━━━━━ EXTRACT TO READ ━━━━━

I could never be a tester. I’m sure the sniffer would flunk me, and I couldn’t handle the rejection.

The pews are populated with burdened believers. Many Christians feel so frustrated and inadequate because of past sin, failure, and doubt. And to finish them off, there are always plenty of “spiritual sniffers” to let them know when they aren’t making the grade. Therefore, to avoid rejection, people retreat into a world of don’t-touch-me-because-it-hurts-too-much. They are afraid to be touched, and they won’t touch.

A good way to bring people out of this cocoon of rejection is to show them through affection the warmth of unconditional acceptance. God’s people, however, must be subtle and sincere with this kind of warmth. Few things are more distasteful than a Christian who goes around handing out affection insincerely. People instinctively know when they’re victims of a spiritual cheerleader.

━━━━━

## APPLY WHAT YOU READ:
• 1. From the passage about rejection, copy the part starting at "The pews are" and ending at "a spiritual cheerleader.", changing "cocoon" to "shell".
• 2. In the passage about rejection, what does the writer say the pews are populated with?

━━━━━ STUDY MATERIAL ━━━━━

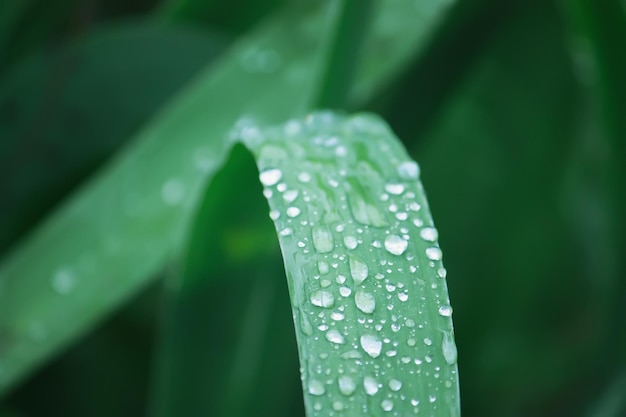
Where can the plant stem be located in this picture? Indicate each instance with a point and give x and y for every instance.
(344, 54)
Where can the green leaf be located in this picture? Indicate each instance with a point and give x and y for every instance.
(367, 286)
(124, 225)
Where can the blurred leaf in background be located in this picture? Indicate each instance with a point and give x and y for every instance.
(506, 113)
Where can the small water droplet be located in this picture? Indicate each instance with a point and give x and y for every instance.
(370, 385)
(270, 177)
(350, 242)
(323, 298)
(395, 385)
(386, 405)
(429, 234)
(409, 170)
(323, 239)
(372, 345)
(395, 244)
(335, 337)
(316, 387)
(293, 211)
(346, 385)
(365, 302)
(172, 192)
(434, 253)
(358, 270)
(445, 310)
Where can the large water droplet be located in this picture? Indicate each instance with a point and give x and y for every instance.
(322, 239)
(323, 298)
(408, 170)
(365, 302)
(395, 244)
(429, 234)
(434, 254)
(270, 177)
(372, 345)
(335, 337)
(370, 385)
(448, 347)
(358, 270)
(316, 387)
(346, 385)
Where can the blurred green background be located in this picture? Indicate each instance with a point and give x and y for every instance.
(516, 113)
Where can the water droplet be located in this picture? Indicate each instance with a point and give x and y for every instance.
(395, 385)
(270, 177)
(293, 211)
(365, 302)
(386, 405)
(335, 337)
(445, 310)
(350, 242)
(172, 192)
(323, 239)
(358, 270)
(395, 244)
(408, 170)
(370, 385)
(316, 387)
(394, 188)
(429, 234)
(323, 298)
(448, 347)
(434, 254)
(372, 345)
(290, 196)
(63, 281)
(346, 385)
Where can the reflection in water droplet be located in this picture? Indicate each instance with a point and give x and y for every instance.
(434, 254)
(270, 177)
(395, 244)
(372, 345)
(386, 405)
(335, 337)
(365, 302)
(429, 234)
(370, 385)
(395, 385)
(358, 270)
(408, 170)
(323, 298)
(316, 387)
(346, 385)
(445, 310)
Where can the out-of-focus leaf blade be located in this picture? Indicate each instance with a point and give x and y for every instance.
(367, 286)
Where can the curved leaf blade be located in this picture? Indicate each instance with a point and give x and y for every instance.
(368, 290)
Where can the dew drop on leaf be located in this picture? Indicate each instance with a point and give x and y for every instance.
(270, 177)
(395, 244)
(372, 345)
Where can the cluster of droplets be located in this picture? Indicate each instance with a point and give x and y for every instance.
(367, 266)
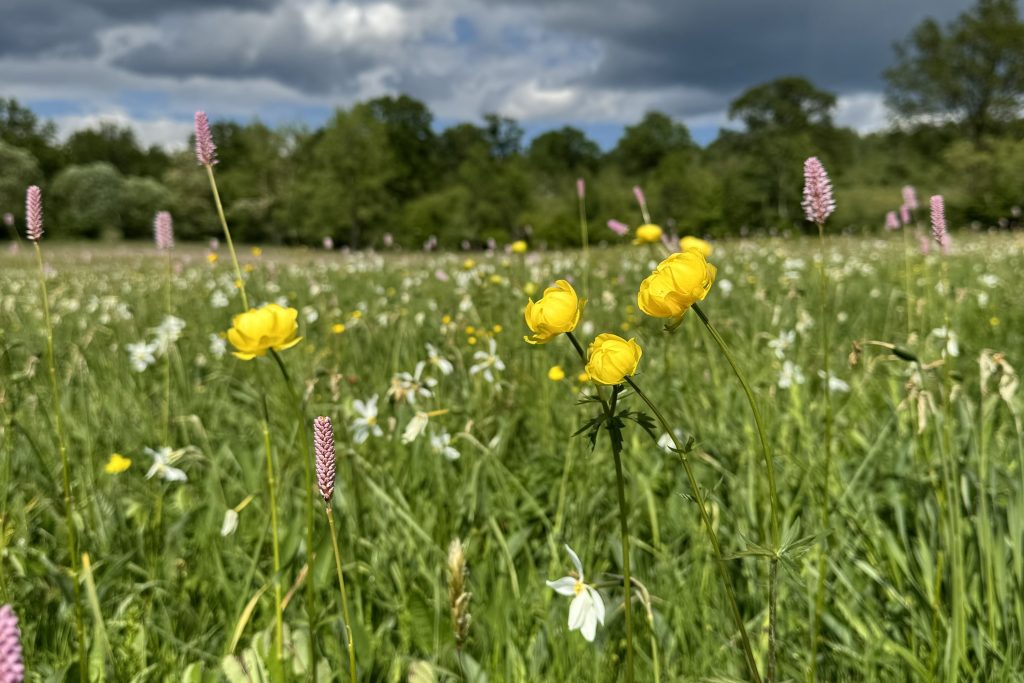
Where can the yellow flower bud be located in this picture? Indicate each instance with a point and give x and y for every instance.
(556, 312)
(259, 330)
(677, 284)
(690, 242)
(647, 233)
(612, 358)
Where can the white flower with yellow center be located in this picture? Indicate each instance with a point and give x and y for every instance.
(587, 608)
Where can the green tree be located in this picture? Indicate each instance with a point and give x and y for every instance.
(116, 145)
(22, 128)
(87, 201)
(644, 145)
(971, 71)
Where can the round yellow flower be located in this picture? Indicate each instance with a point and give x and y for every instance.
(690, 242)
(647, 233)
(677, 284)
(556, 312)
(117, 464)
(612, 358)
(259, 330)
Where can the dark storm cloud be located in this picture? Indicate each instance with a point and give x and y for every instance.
(724, 46)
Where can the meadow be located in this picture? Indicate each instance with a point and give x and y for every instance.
(472, 438)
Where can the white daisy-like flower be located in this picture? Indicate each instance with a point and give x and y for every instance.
(162, 460)
(434, 358)
(486, 361)
(141, 355)
(365, 424)
(587, 608)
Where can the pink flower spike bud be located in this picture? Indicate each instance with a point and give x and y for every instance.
(163, 230)
(818, 203)
(206, 151)
(34, 213)
(938, 218)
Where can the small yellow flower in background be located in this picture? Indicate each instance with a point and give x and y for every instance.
(690, 242)
(677, 284)
(117, 464)
(647, 233)
(259, 330)
(556, 312)
(611, 358)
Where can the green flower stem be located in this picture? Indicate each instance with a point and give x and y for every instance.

━━━━━

## OUTPUTS FOR THE TASKS:
• 1.
The pews are populated with burdened believers. Many Christians feel so frustrated and inadequate because of past sin, failure, and doubt. And to finish them off, there are always plenty of “spiritual sniffers” to let them know when they aren’t making the grade. Therefore, to avoid rejection, people retreat into a world of don’t-touch-me-because-it-hurts-too-much. They are afraid to be touched, and they won’t touch.

A good way to bring people out of this shell of rejection is to show them through affection the warmth of unconditional acceptance. God’s people, however, must be subtle and sincere with this kind of warmth. Few things are more distasteful than a Christian who goes around handing out affection insincerely. People instinctively know when they’re victims of a spiritual cheerleader.

• 2. Burdened believers.